-- Begin Entries provided --

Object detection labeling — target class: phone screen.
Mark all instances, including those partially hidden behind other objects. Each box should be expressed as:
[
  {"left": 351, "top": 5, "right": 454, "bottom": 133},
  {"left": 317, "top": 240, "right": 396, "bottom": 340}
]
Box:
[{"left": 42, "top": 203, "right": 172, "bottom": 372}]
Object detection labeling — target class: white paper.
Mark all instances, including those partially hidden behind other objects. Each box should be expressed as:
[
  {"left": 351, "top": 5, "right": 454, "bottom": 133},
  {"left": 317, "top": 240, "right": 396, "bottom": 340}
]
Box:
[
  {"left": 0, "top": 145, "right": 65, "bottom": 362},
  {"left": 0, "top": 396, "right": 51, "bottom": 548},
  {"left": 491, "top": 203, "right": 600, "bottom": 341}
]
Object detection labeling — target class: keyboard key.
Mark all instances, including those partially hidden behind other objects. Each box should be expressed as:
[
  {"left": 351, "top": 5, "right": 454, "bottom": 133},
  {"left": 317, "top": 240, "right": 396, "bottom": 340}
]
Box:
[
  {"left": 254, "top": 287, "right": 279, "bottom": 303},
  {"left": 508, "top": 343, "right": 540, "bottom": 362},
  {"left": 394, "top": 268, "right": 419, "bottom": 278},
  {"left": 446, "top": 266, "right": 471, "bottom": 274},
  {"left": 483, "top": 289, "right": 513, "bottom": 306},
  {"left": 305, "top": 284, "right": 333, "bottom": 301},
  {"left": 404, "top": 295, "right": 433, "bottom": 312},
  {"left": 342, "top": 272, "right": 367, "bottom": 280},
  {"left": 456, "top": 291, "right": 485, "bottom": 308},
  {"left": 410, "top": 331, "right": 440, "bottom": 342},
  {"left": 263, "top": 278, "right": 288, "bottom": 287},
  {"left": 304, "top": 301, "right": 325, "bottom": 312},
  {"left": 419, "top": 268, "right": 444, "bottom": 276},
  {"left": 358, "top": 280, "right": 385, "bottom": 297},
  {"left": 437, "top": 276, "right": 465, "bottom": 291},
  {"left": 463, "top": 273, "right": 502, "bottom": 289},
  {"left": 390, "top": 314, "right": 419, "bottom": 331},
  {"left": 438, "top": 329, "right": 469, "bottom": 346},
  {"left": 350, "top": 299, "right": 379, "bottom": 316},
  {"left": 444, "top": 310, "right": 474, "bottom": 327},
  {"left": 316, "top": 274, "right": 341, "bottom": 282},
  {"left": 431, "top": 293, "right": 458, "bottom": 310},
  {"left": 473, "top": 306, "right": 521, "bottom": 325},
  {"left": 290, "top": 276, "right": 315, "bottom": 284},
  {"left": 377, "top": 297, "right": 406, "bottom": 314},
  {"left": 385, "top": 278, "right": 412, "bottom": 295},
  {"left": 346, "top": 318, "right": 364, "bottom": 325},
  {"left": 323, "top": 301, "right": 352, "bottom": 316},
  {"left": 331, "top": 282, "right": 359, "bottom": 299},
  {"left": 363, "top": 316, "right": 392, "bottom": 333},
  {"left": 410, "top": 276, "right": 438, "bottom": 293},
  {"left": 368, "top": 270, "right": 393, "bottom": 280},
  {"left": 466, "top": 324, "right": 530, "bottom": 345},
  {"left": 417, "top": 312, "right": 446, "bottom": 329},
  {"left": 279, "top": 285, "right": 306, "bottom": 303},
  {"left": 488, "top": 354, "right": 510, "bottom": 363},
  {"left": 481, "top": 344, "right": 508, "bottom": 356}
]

-- End Entries provided --

• [What is being asked]:
Extract every line in the items above that contains the string "target".

• [Written reply]:
Object detection labeling — target class: phone screen.
Object detection labeling — target class: white paper.
Object detection labeling — target class: keyboard key.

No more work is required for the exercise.